(Object position label entries)

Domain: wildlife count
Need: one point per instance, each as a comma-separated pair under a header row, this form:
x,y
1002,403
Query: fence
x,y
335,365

» Instruction:
Rewrite the listing above, swapping "instance" for "object" and leaving every other part the same.

» Correct answer:
Domain: wildlife count
Need: one point per object, each as a comma-separated pair under a header row, this form:
x,y
1002,403
Query: fence
x,y
335,365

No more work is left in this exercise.